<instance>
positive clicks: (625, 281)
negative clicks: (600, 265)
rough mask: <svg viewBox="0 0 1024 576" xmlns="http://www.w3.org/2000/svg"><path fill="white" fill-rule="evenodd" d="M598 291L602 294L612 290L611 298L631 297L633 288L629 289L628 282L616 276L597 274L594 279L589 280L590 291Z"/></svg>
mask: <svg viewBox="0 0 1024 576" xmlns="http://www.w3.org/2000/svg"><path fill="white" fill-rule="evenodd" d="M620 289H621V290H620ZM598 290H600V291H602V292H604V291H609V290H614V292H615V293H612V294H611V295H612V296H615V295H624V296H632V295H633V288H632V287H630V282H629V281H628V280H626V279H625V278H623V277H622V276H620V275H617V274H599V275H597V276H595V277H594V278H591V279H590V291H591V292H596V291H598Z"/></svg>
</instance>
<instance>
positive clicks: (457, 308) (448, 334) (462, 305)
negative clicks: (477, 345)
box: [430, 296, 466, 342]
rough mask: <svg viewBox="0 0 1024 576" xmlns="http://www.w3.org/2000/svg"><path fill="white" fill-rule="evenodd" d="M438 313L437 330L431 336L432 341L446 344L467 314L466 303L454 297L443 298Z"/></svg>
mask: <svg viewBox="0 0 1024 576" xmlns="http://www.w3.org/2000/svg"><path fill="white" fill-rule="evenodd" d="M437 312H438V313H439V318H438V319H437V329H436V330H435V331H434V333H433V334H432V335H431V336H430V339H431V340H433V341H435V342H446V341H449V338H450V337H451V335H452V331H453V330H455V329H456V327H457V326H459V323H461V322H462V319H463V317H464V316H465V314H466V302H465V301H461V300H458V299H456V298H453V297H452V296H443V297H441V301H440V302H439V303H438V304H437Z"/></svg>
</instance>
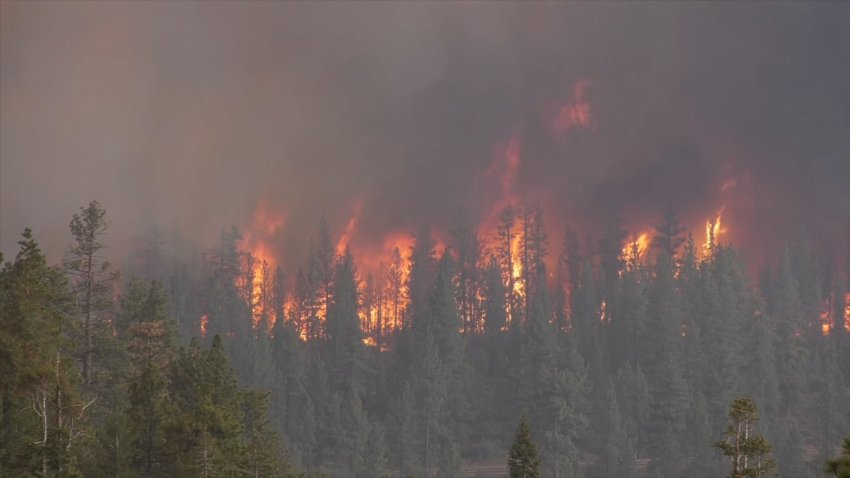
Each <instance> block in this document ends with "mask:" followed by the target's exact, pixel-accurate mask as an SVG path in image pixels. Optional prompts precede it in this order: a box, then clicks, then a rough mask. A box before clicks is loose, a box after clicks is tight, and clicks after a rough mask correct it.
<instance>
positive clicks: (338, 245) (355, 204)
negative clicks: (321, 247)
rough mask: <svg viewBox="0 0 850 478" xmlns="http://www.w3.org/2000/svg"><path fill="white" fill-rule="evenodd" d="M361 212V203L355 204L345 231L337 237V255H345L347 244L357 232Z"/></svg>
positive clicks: (359, 219) (357, 203)
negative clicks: (338, 237)
mask: <svg viewBox="0 0 850 478" xmlns="http://www.w3.org/2000/svg"><path fill="white" fill-rule="evenodd" d="M362 212H363V201H357V202H355V203H354V211H353V212H352V214H351V219H349V220H348V223H347V224H346V225H345V230H344V231H343V232H342V235H341V236H340V237H339V241H338V242H337V243H336V253H337V254H339V255H343V254H344V253H345V248H346V247H348V244H349V243H350V242H351V238H352V237H353V236H354V232H355V231H356V230H357V223H358V221H359V220H360V214H361V213H362Z"/></svg>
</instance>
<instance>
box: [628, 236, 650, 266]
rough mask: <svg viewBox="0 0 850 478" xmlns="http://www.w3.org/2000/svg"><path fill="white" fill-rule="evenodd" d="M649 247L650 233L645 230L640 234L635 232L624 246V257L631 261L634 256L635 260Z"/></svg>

# [What is needed]
Copy the rows verbatim, beginning with the first line and ending with the line that contains "291L602 294L612 290L611".

# [Expected output]
<instance>
positive clicks: (625, 281)
negative clicks: (600, 265)
rough mask: <svg viewBox="0 0 1024 576" xmlns="http://www.w3.org/2000/svg"><path fill="white" fill-rule="evenodd" d="M598 291L602 294L612 290L611 298L631 297L633 288L629 289L628 282L616 276L597 274L594 279L589 280L590 291Z"/></svg>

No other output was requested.